== SUPPLIED MATERIAL

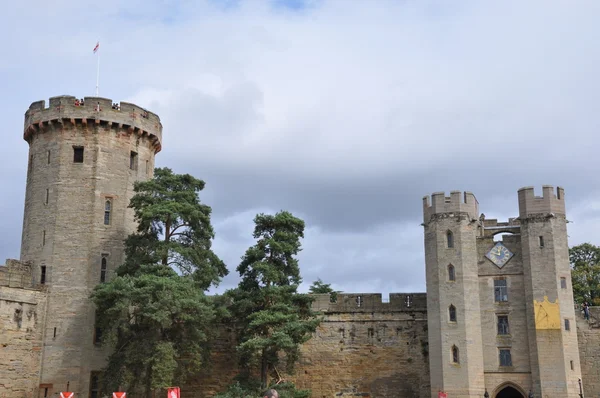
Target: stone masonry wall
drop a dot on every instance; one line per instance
(364, 347)
(22, 317)
(588, 336)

====

PROBLEM TO WORK ON: Copy every line of the rows above word for word, but leave out the pictures.

RESULT OF THE TASK:
Target: stone masonry wall
drop a dot on every instance; one line per instance
(364, 347)
(22, 317)
(588, 336)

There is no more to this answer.